_QUOTED PASSAGE_
· · · · ·
The average property insurance premium declined about 3% in the third quarter, while the average directors and officers liability premium dropped 4%, according to the “RIMS Benchmark Survey” administered by New York-based Advisen Ltd. Meanwhile, average premiums for general liability and workers compensation fell less than 1% on average.

Despite the slowdown in reductions, general liability and workers comp insurance premiums are either at or below the level they were at the depth of the last soft market in 2000, said Dave Bradford, executive vp of Advisen.

General liability “never drops very much in a particular quarter, but it keeps going down,” Mr. Bradford said. Although workers compensation is “the most regulated line,” he said, it is insulated a little bit from competitive pressures, there were a rash of regulatory reforms that drove premiums down.”

Mr. Bradford attributed continuing soft pricing to the weak worldwide economy, which has caused companies that either downsized or went out of business to purchase less or no insurance coverage, forcing insurers to compete for their share of a shrinking market, he said.

“If you have fewer employees, you don't buy as much workers comp; and if you have lower revenues, you don't buy as much general liability,” Mr. Bradford said.
· · · · ·
_WHAT YOU SHOULD DO_
Summarize the report on insurance premiums in two sentences.

_SUPPLIED RECORDS_
· · · · ·
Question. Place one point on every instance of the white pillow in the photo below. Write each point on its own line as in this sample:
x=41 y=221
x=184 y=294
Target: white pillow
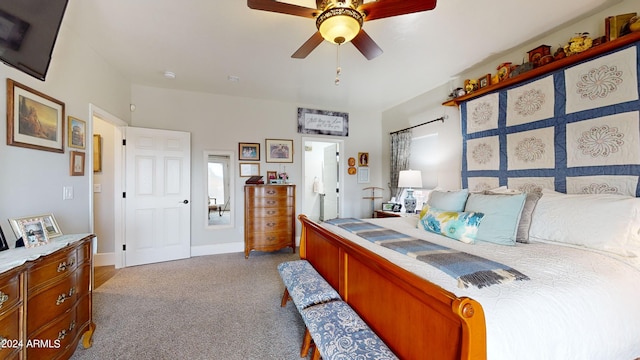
x=597 y=221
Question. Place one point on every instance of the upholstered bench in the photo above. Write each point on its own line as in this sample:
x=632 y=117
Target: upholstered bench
x=306 y=287
x=339 y=333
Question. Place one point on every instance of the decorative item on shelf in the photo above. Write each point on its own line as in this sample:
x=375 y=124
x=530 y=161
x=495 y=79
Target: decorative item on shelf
x=538 y=53
x=521 y=69
x=410 y=179
x=634 y=24
x=470 y=85
x=559 y=54
x=615 y=25
x=484 y=81
x=352 y=166
x=578 y=44
x=457 y=92
x=504 y=70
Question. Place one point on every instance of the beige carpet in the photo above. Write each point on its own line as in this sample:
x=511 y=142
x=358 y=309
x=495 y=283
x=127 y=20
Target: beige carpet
x=209 y=307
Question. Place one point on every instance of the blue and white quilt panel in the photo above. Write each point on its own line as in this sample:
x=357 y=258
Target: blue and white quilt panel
x=575 y=130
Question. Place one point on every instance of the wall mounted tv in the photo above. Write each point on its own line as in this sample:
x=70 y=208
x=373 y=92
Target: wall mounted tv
x=28 y=32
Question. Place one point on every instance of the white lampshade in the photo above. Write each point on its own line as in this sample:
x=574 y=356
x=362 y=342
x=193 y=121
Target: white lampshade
x=339 y=24
x=410 y=178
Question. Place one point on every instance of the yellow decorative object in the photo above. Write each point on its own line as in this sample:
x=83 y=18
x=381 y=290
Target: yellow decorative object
x=578 y=44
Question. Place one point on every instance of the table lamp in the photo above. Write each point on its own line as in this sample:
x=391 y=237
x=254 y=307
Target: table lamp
x=409 y=179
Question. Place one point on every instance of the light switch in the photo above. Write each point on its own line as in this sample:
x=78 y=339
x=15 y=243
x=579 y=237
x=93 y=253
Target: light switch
x=67 y=192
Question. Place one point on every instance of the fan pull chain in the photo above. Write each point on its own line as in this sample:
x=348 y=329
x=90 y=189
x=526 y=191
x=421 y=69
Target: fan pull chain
x=338 y=68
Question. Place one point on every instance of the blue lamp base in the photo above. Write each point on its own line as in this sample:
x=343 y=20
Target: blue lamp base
x=410 y=202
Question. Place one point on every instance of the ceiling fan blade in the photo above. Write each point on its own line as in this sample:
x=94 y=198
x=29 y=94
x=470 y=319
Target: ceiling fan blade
x=387 y=8
x=283 y=8
x=365 y=44
x=308 y=46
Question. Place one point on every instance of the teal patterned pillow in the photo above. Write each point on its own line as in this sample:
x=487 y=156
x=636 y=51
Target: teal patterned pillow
x=462 y=226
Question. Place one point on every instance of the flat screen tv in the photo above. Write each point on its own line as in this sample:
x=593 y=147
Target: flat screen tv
x=28 y=32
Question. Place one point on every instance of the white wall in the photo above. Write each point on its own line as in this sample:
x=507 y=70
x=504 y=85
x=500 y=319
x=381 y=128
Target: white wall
x=220 y=122
x=32 y=180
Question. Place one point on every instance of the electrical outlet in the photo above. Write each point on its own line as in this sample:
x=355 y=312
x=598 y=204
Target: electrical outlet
x=67 y=192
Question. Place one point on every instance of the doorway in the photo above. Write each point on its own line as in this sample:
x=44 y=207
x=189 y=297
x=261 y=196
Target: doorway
x=322 y=174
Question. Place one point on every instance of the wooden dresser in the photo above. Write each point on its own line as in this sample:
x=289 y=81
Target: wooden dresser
x=269 y=217
x=45 y=303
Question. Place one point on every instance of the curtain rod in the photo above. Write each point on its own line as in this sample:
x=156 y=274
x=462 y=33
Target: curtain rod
x=424 y=123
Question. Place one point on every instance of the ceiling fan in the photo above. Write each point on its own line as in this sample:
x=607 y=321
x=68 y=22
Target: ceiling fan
x=340 y=21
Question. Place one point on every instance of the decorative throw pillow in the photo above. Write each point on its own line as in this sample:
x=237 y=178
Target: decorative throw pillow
x=501 y=216
x=462 y=226
x=522 y=235
x=448 y=200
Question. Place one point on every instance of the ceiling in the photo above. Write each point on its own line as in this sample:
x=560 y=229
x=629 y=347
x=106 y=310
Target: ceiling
x=207 y=42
· · · · ·
_ANSWER TO THIS PROBLEM_
According to the RIMS Benchmark Survey administered by Advisen Ltd., average property insurance premiums fell about 3% and directors and officers liability premiums dropped 4% in the third quarter, while general liability and workers compensation premiums fell less than 1%. Advisen's Dave Bradford said those last two lines are at or below their level at the depth of the 2000 soft market, and he attributed continuing soft pricing to the weak worldwide economy, which has led downsized or closed companies to buy less or no coverage and forced insurers to compete for a shrinking market.